[Records from a point labeling set]
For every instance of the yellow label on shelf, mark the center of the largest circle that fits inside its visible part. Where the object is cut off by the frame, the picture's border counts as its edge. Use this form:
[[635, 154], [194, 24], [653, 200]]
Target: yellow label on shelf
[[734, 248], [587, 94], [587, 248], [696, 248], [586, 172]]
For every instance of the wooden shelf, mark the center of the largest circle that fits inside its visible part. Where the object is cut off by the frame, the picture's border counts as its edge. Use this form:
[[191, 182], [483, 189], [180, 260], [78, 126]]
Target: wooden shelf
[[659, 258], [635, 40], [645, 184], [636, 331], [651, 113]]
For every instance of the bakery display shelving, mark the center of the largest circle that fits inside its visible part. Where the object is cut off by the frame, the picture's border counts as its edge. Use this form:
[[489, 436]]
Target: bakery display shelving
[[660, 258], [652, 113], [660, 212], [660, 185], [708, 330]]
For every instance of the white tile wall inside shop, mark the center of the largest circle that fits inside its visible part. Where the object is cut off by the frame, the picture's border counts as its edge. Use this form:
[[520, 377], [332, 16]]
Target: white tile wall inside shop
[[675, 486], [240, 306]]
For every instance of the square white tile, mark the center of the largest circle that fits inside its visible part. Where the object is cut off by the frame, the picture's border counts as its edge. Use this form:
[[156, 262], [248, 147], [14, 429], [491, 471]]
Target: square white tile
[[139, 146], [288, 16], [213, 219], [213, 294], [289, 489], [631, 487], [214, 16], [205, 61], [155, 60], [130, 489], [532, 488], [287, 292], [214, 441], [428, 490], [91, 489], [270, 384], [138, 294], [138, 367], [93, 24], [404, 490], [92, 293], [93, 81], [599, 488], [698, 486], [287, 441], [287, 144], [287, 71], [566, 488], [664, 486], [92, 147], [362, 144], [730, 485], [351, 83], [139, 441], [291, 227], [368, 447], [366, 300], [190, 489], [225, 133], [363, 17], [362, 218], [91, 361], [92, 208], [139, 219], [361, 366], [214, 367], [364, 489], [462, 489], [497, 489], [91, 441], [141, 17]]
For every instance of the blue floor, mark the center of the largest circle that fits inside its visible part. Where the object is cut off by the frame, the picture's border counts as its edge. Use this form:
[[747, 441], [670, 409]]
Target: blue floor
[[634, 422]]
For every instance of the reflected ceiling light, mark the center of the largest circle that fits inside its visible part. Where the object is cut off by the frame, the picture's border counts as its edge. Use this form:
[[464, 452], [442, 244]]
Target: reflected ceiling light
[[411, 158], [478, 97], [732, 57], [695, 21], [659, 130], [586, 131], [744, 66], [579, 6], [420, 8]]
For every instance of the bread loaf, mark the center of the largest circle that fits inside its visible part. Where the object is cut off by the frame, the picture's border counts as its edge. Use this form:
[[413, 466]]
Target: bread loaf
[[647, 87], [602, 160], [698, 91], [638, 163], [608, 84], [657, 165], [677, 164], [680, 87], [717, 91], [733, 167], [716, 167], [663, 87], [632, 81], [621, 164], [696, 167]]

Prompt: Copy every one of the records above without changing anything.

Complete output:
For every instance of the yellow label on shelf, mark the center of the largest circle that fits inside its visible part. Where the object is cut off by the frame, the picture's border counts as its edge. Use this form:
[[635, 154], [194, 24], [653, 200]]
Target: yellow label on shelf
[[734, 248], [587, 94], [587, 248], [696, 248], [586, 172]]
For every instance of the wooden shelf, mark the center of the largest circle that fits inside its visible part. Where the object is cut off by the frame, the picture's border counts as its edge. Use this form:
[[191, 182], [483, 189], [180, 260], [78, 126]]
Target: wooden shelf
[[659, 258], [635, 40], [645, 184], [636, 331], [651, 113]]
For every instance of the bakery display shelving, mark the center of the largest circle that fits inside its visible part. Where the object is cut off by the frame, the picture's border counts as its edge. Use this form:
[[489, 436]]
Target: bakery display shelving
[[660, 258], [652, 113], [660, 212], [660, 185], [708, 330]]
For every instance of the white tile wall inside shop, mark the center of the largest circle that fits inside its visible part. Where the object is cut off by the frame, the picture's border counts as its edge. Use this form:
[[520, 377], [332, 16]]
Target: white tile wall inside shop
[[675, 486], [240, 306]]
For every instance of the square white tile, mark the center of the largest circle that fits inside its visible part. Where the object is cut off by the frame, the picture's border counts as its edge. Use this form:
[[156, 262], [248, 147], [14, 429], [491, 471]]
Target: square white tile
[[139, 146], [288, 16], [213, 219], [213, 294], [289, 489], [631, 487], [214, 16], [205, 61], [155, 60], [130, 489], [532, 488], [287, 292], [214, 441], [428, 490], [91, 489], [270, 384], [138, 294], [138, 367], [93, 24], [404, 490], [92, 293], [93, 81], [599, 488], [698, 486], [287, 441], [287, 144], [287, 71], [566, 488], [664, 486], [92, 147], [362, 144], [730, 485], [351, 83], [139, 441], [291, 227], [368, 447], [366, 300], [190, 489], [225, 133], [363, 17], [362, 218], [91, 361], [92, 208], [139, 219], [361, 366], [214, 367], [364, 489], [462, 489], [497, 489], [91, 441], [141, 17]]
For every instance of the blue floor, mark the center of the largest circle that fits inside its visible part. Where the object is cut off by the frame, the picture's border counts as its edge. Use this form:
[[747, 441], [670, 409]]
Target: blue floor
[[634, 422]]
For every instance of the reflected ceiling light, mark the center of the largest circle that fits inside its visible part. Where the object is cut off by the frame, the picture's border counts as its edge. Use this form:
[[464, 452], [442, 244]]
Target: reflected ceiling light
[[411, 158], [478, 97], [732, 57], [695, 21], [659, 130], [586, 131], [744, 66], [579, 6], [420, 8]]
For every instance of the bread loaf, mark the center of the largest circle that fits inside its visible part. Where the object is cut off by the frame, the picture's border counts as its edge. Use this form:
[[413, 466]]
Target: bread loaf
[[647, 87], [602, 160], [698, 91], [638, 163], [608, 84], [657, 165], [677, 164], [680, 87], [717, 91], [733, 167], [716, 167], [663, 87], [632, 81], [621, 164], [696, 167]]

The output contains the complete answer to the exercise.